> PROVIDED PASSAGE
================
# long haired pug?



## marsha=whitie (Dec 29, 2008)

is this legit?
http://cincinnati.ebayclassifieds.com/dogs-puppies/cincinnati/free-pug/?ad=2631361


----------



## Xeph (May 7, 2007)

No. That dog is part Brussells Griffon.


----------



## marsha=whitie (Dec 29, 2008)

Xeph said:


> No. That dog is part Brussells Griffon.


I didn't think that it was, but I was just making sure.
Ew, i just googled the mix... its a designer breed called a "Brug." gross.


----------



## cshellenberger (Dec 2, 2006)

Looks like someone got scammed. He's a cutie though.


----------



## LazyGRanch713 (Jul 22, 2009)

cshellenberger said:


> Looks like someone got scammed. He's a cutie though.


I groomed a dog about a month ago who looked a lot like this dog, she was cute! Looked like a pug with a terrier coat...


----------



## LittleFr0g (Jun 11, 2007)

Cute, but like others have said, definitley not pure bred.


----------



## spanielorbust (Jan 3, 2009)

I would say this might be legit, as the long coat gene IS in Pugs, but to me this dog looks to also have the 'bearded' gene, which is dominant and doesn't exist in Pugs that I know of . . . so probably a mix.

As an aside, though, long coat is recessive to short, and Pugs and Pekes were mixed up to and through the early 1900s. This is why the recessive gene can still be found today. There were short coated Pekes as well.

This is from a Pug forum:

_"There is a coated factor in Pugs. A researcher from Michigan contacted me several years ago because she was studying coated breeds like Shepherds, Corgis and Akitas and she picked Pugs for her control since they always have short hair -- not. *She found the coated gene and contacted me.* Years ago a Pug litter came in to the hospital and I told them there must have been 2 sires since some looked normal and the others were Peke-like, but the owners insisted there could have only been 1 male. We got DNA for the MI study on 1 of the dogs and indeed it had the coated gene. I also sent her samples on a few of my guys who have longer hair than some but they all came back "normal"."_​
http://pugvillage.com/forum/t99318-5/#post1363886

If you read through the thread you will find the MJ (the long coated Pug that is the subject of the thread), has her AKC certificate and is from short coated parents that both carry the recessive long coated gene.

This is a video of MJ. http://www.youtube.com/watch?v=IUPsY28fb70 

. . . and an early short coated Pekingese.










SOB


----------



## LittleFr0g (Jun 11, 2007)

While it's possible, it's extremely rare, plus, the type of coat is completely different in this Pug, it's more of a wire hair, likely caused by a cross with a Brussel's Griffon or some type of terrier.


----------



## Pai (Apr 23, 2008)

The 'short-coated Pekes' were also called 'Hapa Dogs'. I have some pictures of them here. The dog in the ad's picture looks more rough coated, though. Wiry coats aren't in Peke lines that I know of, though short-coated Pekes are still born now and then.
================
> DATASET CONTENT
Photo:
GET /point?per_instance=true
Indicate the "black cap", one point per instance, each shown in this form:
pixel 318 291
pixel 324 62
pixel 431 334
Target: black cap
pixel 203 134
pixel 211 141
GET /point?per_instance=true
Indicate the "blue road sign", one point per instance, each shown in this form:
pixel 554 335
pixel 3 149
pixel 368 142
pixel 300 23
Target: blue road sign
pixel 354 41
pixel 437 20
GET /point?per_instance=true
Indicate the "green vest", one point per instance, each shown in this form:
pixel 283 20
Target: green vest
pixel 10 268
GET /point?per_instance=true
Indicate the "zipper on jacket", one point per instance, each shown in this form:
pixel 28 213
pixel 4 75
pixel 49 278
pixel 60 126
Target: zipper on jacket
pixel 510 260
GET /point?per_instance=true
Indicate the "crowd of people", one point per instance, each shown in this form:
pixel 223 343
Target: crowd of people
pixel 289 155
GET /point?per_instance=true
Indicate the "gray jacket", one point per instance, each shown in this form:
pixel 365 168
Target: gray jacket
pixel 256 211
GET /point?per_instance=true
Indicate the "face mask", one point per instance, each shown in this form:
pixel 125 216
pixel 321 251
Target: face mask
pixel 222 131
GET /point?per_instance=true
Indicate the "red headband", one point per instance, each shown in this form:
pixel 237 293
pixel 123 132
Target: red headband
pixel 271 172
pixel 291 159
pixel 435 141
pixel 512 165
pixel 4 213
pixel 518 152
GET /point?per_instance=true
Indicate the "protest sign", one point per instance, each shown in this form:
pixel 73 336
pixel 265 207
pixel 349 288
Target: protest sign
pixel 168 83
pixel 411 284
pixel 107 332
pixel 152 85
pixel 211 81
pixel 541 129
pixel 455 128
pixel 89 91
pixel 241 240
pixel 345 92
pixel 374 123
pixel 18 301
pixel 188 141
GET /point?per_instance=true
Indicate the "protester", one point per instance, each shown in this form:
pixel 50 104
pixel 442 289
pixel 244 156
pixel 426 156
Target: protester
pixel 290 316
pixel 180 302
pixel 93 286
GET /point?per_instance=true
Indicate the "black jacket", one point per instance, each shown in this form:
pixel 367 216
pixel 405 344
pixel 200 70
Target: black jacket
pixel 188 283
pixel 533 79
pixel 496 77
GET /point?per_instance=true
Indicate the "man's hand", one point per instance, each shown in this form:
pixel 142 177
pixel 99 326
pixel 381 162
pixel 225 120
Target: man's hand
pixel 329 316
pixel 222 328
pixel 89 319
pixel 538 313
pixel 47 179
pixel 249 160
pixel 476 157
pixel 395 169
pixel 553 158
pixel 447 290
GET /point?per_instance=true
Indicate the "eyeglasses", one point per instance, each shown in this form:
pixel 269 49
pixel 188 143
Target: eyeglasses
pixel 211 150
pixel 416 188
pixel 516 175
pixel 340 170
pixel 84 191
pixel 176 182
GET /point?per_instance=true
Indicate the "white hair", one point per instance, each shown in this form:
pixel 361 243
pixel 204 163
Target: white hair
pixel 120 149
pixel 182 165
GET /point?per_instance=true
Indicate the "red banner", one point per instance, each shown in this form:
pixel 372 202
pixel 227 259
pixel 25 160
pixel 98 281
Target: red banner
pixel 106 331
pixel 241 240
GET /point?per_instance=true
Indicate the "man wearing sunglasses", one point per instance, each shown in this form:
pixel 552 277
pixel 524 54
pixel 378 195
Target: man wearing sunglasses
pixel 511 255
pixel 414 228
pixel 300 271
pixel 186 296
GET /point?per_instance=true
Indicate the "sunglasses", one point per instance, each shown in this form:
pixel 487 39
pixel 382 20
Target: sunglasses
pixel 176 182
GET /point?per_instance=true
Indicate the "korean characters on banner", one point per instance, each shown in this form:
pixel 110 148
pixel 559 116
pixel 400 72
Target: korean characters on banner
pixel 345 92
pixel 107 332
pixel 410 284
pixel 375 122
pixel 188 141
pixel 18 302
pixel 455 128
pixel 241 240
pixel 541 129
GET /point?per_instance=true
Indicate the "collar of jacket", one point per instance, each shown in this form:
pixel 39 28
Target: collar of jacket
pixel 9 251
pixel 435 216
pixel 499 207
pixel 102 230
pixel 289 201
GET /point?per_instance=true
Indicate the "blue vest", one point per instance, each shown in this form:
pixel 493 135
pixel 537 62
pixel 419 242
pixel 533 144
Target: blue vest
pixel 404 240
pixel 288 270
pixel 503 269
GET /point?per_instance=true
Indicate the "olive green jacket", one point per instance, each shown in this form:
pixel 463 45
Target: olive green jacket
================
> REQUIRED ACTION
Reproduce the portion of the pug forum thread above between "Cute, but like" and "probably a mix.", inclusive.

> ANSWER BOX
Cute, but like others have said, definitley not pure bred.


----------



## spanielorbust (Jan 3, 2009)

I would say this might be legit, as the long coat gene IS in Pugs, but to me this dog looks to also have the 'bearded' gene, which is dominant and doesn't exist in Pugs that I know of . . . so probably a mix.